(What you have to do): Could you report every line of the listing below that holds the word "shop"?

(Data to process):

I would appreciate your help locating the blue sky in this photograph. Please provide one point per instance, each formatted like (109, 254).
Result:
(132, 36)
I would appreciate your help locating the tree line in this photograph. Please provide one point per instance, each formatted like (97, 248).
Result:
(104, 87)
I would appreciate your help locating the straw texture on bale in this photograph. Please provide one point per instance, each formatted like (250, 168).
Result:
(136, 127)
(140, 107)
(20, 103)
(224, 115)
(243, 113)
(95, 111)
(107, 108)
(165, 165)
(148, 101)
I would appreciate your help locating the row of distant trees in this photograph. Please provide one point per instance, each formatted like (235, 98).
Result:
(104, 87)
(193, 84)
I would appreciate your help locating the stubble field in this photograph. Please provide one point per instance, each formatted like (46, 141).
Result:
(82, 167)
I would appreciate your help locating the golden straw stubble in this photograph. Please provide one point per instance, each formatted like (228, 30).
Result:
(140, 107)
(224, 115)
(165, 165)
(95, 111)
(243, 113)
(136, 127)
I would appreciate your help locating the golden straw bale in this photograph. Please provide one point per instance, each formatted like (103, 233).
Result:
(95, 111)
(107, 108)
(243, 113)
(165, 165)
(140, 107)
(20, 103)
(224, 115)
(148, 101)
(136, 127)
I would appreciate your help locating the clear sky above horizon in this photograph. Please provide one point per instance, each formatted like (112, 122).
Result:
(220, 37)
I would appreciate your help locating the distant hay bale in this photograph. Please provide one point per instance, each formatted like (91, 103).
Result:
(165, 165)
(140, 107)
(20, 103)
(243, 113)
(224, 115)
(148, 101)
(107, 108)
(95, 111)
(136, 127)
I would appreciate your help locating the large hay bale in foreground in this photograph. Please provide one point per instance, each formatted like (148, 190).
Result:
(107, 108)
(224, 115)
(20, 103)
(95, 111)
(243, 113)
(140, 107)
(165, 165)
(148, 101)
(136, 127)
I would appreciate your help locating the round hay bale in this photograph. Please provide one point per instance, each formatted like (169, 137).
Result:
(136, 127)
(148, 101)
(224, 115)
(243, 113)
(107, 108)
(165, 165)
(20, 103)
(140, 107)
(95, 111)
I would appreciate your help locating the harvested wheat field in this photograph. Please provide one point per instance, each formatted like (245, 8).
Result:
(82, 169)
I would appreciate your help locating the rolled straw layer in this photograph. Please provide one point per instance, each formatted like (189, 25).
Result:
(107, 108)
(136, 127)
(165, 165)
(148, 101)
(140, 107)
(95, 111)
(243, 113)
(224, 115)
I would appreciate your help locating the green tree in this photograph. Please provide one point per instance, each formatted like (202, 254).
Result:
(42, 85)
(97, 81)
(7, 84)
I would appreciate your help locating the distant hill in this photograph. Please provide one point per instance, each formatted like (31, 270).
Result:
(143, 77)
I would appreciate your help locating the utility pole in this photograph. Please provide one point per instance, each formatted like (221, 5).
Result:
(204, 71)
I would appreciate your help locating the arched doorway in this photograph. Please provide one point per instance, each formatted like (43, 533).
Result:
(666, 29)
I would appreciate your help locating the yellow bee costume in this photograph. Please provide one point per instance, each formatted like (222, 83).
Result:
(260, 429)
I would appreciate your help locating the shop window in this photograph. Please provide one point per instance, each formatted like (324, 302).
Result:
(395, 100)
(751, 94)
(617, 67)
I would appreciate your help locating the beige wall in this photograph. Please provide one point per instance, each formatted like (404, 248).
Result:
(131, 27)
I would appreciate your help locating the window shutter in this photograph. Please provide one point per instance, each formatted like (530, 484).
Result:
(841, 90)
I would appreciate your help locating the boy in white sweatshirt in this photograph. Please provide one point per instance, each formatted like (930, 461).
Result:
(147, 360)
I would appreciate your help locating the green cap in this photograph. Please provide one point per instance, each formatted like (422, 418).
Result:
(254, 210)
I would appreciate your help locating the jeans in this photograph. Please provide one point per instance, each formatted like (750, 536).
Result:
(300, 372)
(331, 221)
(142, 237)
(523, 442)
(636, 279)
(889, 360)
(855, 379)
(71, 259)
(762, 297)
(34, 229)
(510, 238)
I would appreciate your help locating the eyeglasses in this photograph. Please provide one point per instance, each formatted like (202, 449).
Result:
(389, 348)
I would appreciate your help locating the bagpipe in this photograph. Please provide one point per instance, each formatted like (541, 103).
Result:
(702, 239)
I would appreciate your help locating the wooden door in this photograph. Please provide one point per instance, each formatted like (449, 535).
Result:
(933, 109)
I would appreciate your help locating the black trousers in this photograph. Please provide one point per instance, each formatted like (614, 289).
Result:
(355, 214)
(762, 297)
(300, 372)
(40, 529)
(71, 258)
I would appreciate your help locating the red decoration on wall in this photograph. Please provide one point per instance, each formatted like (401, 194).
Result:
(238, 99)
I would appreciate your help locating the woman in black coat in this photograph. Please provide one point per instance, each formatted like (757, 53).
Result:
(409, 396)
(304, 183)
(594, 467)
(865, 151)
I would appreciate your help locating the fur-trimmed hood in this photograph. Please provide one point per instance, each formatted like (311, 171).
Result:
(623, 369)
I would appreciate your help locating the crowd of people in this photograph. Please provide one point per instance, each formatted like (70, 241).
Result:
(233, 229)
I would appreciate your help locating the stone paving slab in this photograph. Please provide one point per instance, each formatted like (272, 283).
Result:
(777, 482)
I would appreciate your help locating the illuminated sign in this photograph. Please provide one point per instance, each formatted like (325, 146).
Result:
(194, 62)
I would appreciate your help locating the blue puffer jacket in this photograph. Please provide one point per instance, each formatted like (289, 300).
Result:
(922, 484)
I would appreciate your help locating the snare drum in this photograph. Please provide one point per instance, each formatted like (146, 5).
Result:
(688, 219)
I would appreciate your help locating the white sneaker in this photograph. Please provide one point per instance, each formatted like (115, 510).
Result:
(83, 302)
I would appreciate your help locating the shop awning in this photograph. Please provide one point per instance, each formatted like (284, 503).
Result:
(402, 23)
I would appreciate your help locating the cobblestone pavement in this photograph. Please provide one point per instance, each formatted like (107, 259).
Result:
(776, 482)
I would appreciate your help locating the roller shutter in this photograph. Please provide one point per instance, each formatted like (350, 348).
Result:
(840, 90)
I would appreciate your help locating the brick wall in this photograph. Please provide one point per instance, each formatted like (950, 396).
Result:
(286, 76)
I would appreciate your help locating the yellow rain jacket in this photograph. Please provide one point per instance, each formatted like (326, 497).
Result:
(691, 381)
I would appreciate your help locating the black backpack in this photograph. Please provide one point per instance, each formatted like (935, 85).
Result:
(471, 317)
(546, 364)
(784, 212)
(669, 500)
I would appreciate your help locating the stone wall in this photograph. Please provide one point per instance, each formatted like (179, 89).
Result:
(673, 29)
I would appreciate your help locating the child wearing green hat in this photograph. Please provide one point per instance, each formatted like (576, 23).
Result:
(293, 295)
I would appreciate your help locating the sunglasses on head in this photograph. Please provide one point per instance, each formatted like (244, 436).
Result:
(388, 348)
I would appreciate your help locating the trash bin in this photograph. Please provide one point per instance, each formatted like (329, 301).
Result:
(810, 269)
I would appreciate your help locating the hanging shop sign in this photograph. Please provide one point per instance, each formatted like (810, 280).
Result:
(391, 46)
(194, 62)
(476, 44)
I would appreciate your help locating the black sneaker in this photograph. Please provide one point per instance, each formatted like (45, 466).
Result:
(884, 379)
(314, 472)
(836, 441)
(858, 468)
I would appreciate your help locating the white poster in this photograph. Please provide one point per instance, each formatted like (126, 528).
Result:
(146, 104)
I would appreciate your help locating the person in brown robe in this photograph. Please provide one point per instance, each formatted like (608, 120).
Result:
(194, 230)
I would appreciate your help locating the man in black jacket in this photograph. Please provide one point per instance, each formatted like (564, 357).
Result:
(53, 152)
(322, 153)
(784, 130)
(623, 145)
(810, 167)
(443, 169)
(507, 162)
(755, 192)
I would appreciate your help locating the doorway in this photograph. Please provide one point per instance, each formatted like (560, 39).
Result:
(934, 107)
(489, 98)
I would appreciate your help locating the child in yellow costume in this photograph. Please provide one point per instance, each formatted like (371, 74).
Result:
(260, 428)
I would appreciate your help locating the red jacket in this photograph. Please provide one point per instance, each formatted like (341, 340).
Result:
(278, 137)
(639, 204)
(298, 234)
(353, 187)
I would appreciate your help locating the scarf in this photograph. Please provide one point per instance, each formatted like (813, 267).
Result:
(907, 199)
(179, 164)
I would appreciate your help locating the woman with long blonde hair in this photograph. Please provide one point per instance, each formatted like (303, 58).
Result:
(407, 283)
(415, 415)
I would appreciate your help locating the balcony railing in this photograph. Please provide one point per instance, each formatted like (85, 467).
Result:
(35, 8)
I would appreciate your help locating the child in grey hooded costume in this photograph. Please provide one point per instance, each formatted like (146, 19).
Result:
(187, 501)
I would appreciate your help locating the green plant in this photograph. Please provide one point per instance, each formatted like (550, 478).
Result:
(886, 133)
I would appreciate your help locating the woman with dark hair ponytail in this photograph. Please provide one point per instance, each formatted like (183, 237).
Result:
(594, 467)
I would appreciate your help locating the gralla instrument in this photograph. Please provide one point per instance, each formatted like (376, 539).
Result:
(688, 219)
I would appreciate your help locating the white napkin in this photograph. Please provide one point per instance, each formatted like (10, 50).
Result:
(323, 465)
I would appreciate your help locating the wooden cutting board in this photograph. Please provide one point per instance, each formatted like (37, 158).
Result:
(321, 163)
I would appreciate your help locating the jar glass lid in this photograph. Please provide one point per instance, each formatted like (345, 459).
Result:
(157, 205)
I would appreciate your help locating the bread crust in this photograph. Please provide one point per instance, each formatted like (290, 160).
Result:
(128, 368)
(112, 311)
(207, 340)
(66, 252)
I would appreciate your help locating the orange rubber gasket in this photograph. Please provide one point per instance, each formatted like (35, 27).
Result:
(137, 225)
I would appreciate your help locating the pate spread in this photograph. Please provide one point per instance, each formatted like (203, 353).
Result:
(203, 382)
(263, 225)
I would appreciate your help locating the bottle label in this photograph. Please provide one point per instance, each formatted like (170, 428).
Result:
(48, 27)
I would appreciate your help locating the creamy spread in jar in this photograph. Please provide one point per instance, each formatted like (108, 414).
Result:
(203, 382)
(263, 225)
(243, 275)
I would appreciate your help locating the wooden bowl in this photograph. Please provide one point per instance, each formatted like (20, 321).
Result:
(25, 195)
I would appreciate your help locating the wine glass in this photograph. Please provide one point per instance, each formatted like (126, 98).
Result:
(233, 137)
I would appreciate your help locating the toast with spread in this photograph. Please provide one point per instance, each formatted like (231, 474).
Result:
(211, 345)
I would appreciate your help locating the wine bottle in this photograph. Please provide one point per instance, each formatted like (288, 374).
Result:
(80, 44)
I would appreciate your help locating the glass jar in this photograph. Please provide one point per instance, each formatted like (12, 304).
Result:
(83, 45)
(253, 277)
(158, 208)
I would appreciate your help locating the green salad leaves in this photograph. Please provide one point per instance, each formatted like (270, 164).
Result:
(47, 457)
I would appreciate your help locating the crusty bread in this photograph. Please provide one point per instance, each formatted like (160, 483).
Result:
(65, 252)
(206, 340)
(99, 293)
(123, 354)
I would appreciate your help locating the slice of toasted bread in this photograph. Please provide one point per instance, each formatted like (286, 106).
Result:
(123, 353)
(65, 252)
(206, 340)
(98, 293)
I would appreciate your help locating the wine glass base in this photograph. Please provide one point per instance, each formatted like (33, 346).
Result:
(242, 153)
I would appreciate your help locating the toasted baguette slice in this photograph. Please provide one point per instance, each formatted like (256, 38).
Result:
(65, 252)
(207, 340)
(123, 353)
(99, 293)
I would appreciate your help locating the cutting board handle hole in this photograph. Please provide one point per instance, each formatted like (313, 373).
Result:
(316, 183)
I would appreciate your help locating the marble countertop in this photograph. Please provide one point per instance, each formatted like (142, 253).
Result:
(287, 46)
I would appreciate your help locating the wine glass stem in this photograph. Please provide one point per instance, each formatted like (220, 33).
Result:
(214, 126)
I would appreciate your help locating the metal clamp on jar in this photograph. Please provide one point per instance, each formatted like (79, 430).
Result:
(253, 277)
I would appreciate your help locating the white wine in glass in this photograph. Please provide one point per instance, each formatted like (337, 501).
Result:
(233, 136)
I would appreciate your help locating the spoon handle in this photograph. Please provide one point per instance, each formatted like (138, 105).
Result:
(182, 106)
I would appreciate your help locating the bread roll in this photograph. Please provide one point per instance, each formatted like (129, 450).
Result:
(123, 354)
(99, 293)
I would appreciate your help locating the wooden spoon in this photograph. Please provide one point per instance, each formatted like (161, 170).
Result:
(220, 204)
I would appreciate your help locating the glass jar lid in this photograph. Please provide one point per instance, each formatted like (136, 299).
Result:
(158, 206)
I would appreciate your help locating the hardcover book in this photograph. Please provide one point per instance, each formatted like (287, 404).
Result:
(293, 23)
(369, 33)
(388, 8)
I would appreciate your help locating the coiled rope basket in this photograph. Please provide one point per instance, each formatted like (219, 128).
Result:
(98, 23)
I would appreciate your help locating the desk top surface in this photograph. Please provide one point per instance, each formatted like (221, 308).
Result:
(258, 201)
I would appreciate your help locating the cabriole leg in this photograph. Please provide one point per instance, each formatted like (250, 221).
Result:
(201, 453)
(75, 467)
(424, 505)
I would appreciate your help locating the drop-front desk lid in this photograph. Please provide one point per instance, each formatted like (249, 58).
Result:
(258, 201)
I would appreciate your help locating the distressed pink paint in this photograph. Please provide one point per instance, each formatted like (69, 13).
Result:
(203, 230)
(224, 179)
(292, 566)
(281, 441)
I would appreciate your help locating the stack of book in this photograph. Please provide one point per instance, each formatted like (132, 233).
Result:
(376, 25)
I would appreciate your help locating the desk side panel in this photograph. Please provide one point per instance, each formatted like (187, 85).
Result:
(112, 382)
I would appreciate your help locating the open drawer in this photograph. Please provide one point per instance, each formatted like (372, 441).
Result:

(Solution for this exercise):
I would appreciate your help locating the shop window in this photograph. Please provide one point per instance, each formatted like (324, 302).
I would appreciate your help locating the shop awning in this photograph. Please provide one point per instance, each formatted like (284, 503).
I would appreciate your help locating the hanging shop sign in this photograph. Please provide one point per instance, each formatted like (810, 280).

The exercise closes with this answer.